Supplied passage:
***
For more information on attachment functions themselves, see Attachment Functions.

Part Classes

Motivation

Encapsulate how the geometry of a part is made.

Parts are often thought about as real world objects, and therefore fit nicely into the paradigm of Object Oriented Programming (OOP) as classes.

Each part class has the single-responsibility to “make” the geometry for a given part.

For example, you might have a Box class with a make method that encapsulates and exposes how to create the geometry of a box.

import Part


class Box:

    @staticmethod
    def make():
        box = Part.makeBox(10, 10, 10)
        return box

Note

Naming the method make is a convention inspired by FreeCAD’s make* Part API.

While in this trivial example the Box class and make method don’t provide much value, this abstraction offers a simple interface for “making” more complex and custom geometry.

For example, you may pass in the length and width into the make method as parameters for creating boxes of different sizes.

class Box:

    @staticmethod
    def make(length, width):
        height = 10
        box = Part.makeBox(length, width, height)
        return box

We could have defined a make_box function instead, but why is the class approach preferable?

Imagine the box is a sub-part of a more complex part, and that parent part needs to know about the static height of 10 for the box.
***
The tasks:
**a.** Translate this sentence from the passage on part classes into Spanish: "Each part class has the single-responsibility to “make” the geometry for a given part."
**b.** Carry on the passage about part classes, picking up after its last sentence.
***
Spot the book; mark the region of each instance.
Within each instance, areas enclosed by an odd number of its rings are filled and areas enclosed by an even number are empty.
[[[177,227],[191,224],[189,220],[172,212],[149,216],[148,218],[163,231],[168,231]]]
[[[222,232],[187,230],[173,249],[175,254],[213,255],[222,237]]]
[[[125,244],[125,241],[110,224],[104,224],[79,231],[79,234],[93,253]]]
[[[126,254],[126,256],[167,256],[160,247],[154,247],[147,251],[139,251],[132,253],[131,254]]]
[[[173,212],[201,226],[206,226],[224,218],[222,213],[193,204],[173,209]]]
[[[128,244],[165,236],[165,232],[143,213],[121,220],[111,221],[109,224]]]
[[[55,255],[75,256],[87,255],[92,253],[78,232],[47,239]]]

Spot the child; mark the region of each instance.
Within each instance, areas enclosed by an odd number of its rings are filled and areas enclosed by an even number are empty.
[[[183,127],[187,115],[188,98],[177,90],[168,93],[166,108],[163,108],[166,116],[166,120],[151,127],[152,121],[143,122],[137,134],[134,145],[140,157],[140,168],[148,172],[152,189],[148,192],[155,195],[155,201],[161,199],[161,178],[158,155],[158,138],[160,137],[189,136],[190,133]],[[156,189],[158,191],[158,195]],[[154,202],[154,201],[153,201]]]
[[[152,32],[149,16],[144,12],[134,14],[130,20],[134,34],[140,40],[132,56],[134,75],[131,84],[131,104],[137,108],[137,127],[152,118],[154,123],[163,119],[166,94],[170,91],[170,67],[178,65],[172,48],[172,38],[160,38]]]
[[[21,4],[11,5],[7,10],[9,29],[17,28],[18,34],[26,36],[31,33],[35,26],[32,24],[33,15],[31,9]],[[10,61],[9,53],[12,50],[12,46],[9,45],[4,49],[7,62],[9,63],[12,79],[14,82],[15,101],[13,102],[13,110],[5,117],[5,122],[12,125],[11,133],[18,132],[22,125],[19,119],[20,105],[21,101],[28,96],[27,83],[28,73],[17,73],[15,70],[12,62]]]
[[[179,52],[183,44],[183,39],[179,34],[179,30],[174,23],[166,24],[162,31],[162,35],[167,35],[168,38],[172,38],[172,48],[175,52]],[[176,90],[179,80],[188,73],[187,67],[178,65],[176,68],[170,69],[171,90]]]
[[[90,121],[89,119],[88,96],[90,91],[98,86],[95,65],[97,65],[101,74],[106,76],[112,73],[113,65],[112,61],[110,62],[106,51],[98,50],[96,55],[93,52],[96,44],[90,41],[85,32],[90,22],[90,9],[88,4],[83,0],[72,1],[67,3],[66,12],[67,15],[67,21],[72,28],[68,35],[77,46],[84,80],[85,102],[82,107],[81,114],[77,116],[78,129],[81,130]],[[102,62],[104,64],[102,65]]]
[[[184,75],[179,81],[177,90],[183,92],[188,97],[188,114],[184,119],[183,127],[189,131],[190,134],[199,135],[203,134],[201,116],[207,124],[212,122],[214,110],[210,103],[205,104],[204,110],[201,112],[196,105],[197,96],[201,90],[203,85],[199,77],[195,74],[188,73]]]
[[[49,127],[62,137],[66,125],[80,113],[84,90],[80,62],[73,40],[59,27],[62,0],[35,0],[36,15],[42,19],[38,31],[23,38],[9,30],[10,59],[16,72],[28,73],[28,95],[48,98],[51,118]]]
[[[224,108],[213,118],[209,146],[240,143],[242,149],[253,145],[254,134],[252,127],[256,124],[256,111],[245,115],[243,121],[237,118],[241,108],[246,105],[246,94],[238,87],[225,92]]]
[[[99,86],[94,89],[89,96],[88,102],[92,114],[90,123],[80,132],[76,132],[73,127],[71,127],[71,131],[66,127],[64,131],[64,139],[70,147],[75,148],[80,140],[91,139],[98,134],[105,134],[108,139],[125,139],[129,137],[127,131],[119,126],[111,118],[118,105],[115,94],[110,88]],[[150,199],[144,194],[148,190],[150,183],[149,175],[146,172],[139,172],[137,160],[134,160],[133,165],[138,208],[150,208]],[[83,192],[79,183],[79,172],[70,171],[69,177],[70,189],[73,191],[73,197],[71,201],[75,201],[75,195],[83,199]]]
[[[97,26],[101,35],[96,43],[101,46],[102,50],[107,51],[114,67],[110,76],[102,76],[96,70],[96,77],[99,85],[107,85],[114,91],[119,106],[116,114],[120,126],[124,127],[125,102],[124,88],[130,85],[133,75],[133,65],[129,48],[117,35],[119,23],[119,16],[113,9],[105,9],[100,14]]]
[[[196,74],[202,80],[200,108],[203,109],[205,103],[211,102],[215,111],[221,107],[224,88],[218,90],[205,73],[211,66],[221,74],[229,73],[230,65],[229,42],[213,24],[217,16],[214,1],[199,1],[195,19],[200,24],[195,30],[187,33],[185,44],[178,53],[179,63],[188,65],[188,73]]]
***
Exercise responses:
**a.** Cada clase de pieza tiene la responsabilidad única de «hacer» la geometría de una pieza determinada.

**b.**
With a quick refactor, the parent part can now access the height of the Box as a static property, and that information stays close to the construction of the box geometry, as opposed to being defined somewhere else in the program via constants or some other approach.

class Box:

    height = 10

    @classmethod
    def make(cls, length, width):
        box = Part.makeBox(length, width, cls.height)
        return box

Model Classes

Motivation

Encapsulate values and persistence of user-configurable properties for parts.

Model classes act as extensions to Part Classes, for when you want dynamic geometry, or parameteric properties the user can manipulate in FreeCAD’s GUI within the Property Editor after the part is made.

For example, extending our Box part class to make the length and width editable by the user:

from example.app.part import Box


class BoxModel:

    def __init__(self, obj):
        self.Type = 'Box'

        obj.Proxy = self

        obj.addProperty('App::PropertyLength', 'Length',
                        'Dimensions', 'Box length').Length = 10.0
        obj.addProperty('App::PropertyLength', 'Width',
                        'Dimensions', 'Box width').Width = 10.0

    def execute(self, obj):
        obj.Shape = Box.make(obj.Length, obj.Width)

The constructor or __init__ method initializes the parameteric properties, and the execute method handles the construction of the geometry.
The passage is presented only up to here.